[What the task requires]:
Write out the lines of the records below as a numbered list, from the line containing "Can you locate the black" through the end of the records, both ends included, leaving out blank lines and any pictures.
────────────────────────────────────────
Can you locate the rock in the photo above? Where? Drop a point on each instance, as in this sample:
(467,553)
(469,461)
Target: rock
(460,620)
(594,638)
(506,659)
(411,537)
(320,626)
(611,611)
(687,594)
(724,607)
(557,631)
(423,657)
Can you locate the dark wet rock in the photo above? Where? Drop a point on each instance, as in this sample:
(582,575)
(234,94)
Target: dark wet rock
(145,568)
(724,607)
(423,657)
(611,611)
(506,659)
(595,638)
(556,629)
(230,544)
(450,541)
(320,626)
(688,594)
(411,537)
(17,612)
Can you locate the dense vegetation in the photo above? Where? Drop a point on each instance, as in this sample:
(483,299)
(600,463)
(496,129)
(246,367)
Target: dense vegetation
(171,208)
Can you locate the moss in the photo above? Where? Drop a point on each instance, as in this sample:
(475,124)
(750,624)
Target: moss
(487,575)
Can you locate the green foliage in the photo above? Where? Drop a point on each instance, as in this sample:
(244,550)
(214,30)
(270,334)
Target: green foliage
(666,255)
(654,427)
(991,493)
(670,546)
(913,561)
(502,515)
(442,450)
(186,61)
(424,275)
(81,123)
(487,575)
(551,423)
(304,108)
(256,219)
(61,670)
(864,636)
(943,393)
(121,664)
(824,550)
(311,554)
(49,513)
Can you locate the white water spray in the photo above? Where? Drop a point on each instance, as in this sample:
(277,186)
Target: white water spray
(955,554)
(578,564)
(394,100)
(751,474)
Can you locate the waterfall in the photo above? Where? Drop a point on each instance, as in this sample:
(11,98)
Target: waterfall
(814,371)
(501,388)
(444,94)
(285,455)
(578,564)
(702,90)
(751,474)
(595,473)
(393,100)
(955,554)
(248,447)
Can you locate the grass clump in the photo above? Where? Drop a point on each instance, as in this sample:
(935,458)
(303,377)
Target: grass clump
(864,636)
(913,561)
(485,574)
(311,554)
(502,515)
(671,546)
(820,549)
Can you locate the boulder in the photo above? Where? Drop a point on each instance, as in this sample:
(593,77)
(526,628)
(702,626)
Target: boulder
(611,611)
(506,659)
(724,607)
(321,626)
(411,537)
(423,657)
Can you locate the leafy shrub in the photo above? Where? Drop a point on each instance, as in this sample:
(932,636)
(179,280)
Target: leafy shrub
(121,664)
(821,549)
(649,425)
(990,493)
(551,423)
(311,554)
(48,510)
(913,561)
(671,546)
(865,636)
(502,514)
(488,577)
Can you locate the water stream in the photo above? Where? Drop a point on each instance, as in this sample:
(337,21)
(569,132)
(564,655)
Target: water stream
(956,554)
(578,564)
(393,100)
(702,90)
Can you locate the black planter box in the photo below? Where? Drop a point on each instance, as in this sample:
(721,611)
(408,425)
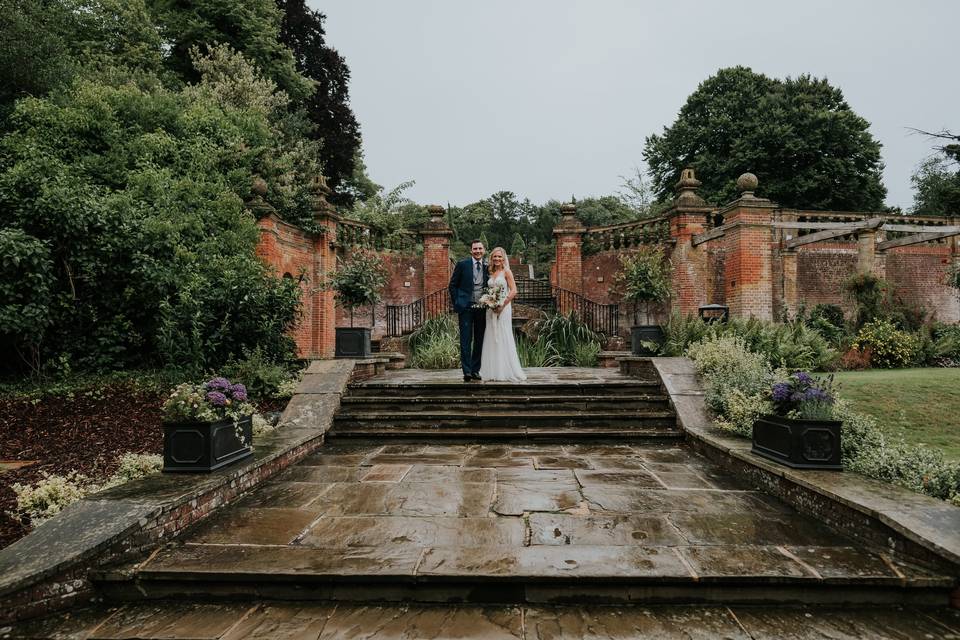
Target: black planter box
(801,444)
(205,446)
(645,333)
(353,342)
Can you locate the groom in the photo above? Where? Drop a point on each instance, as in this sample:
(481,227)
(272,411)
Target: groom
(466,286)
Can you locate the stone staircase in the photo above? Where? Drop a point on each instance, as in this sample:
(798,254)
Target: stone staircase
(611,406)
(573,488)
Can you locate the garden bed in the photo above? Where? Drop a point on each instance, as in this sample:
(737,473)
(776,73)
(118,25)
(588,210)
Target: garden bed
────────────────────────────────────────
[Response to this task]:
1. Can you locate the black planter box in the photo below? Where? Drop a point on each instance, as in this sample:
2. (721,611)
3. (408,425)
4. Target: black planter box
5. (801,444)
6. (205,446)
7. (645,333)
8. (353,342)
9. Can you locate the groom in the photo above? Where? Drop a point on each instance, as in this sample:
10. (481,227)
11. (272,411)
12. Target: groom
13. (466,286)
14. Can you locate the stone staircase in the photo above? Where? Drop a point on each instance, as in this sample:
15. (798,254)
16. Target: stone staircase
17. (611,406)
18. (573,488)
19. Can you locate the garden bed in the photo above? Where? Drop a point on each instance, as in this sample:
20. (737,473)
21. (776,73)
22. (118,25)
23. (588,210)
24. Target: garden bed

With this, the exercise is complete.